Text block Start Marker

The Twin Cities Army Ammunition Plant was a United States Army ammunition plant located in Ramsey County, Minnesota in the current boundaries of the suburbs of Arden Hills and New Brighton, bounded by County Road I to the north, I-35W to the west, U.S. Route 10 to the southwest, County Highway 96 to the south, and Lexington Avenue to the east. The site had 255 buildings across . Current land redevelopment involves the removal of these buildings.

The site was added to the National Priorities List as a Superfund site on September 8, 1983. The soil, sediments, groundwater, and surface water surrounding the plant were contaminated with base neutral acids, metals, polycyclic aromatic hydrocarbons, polychlorinated biphenyls, volatile organic compounds, pesticides, cyanide, and explosives. These contaminants entered Rice Creek and from there the ground water in New Brighton.

Initially, the plant was known as the Twin Cities Ordnance Plant but it was renamed the Twin Cities Arsenal in 1946 and finally, in 1963, the Twin Cities Army Ammunition Plant.

History

The TCAAP was a product of the government-owned, contractor-operated (GOCO) war materials production program established by the War Department during World War II. The Minneapolis-Saint Paul area emerged as a potential GOCO candidate primarily on the basis of labor supply. TCAAP was one of six GOCO plants built to produce small arms ammunition during World War II, and was operated by the Federal Cartridge Corporation under contract to the War Department.

Text block End Marker
Dataset entries Start Marker

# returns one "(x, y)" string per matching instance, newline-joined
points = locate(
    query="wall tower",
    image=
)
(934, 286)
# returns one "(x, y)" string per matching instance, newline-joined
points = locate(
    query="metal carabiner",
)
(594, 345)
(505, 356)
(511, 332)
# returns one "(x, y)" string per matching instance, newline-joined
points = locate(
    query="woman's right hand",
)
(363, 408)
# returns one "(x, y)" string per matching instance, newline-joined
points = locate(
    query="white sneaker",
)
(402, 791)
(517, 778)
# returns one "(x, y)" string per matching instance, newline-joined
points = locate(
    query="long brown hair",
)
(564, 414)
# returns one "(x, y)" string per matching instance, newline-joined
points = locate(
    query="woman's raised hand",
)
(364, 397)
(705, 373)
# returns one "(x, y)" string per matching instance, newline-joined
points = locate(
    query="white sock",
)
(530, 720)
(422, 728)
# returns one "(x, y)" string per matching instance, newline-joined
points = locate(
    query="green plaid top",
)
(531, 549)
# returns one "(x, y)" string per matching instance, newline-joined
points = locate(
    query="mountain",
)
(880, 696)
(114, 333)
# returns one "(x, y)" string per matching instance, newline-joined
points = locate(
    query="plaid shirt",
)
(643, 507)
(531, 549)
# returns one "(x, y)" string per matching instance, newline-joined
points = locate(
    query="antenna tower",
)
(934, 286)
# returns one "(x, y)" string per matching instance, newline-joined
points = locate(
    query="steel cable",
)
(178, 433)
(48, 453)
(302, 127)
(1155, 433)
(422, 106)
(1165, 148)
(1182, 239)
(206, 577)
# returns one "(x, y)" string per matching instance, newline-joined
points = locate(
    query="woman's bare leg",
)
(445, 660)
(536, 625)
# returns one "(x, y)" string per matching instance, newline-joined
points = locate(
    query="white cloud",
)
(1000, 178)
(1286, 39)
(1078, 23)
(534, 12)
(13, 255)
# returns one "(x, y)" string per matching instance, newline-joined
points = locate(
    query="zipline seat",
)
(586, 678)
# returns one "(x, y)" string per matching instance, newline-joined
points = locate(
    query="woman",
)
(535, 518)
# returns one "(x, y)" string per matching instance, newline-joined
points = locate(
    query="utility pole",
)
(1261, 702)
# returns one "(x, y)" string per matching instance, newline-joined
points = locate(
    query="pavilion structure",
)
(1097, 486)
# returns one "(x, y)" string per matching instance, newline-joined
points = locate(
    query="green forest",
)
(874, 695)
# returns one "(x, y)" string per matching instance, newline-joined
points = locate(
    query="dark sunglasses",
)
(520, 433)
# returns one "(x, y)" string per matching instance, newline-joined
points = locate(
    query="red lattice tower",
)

Dataset entries End Marker

**Activities**
- A) In the passage on the ammunition plant, write out the part that begins at the words "The site was" and stops after "Army Ammunition Plant.", switching "Twin Cities Arsenal" to "Twin Cities Munitions Depot".
- B) According to the passage on the ammunition plant, which company operated TCAAP under contract to the War Department?

**Answers to the tasks**
- A)
The site was added to the National Priorities List as a Superfund site on September 8, 1983. The soil, sediments, groundwater, and surface water surrounding the plant were contaminated with base neutral acids, metals, polycyclic aromatic hydrocarbons, polychlorinated biphenyls, volatile organic compounds, pesticides, cyanide, and explosives. These contaminants entered Rice Creek and from there the ground water in New Brighton.

Initially, the plant was known as the Twin Cities Ordnance Plant but it was renamed the Twin Cities Munitions Depot in 1946 and finally, in 1963, the Twin Cities Army Ammunition Plant.

- B) The Federal Cartridge Corporation.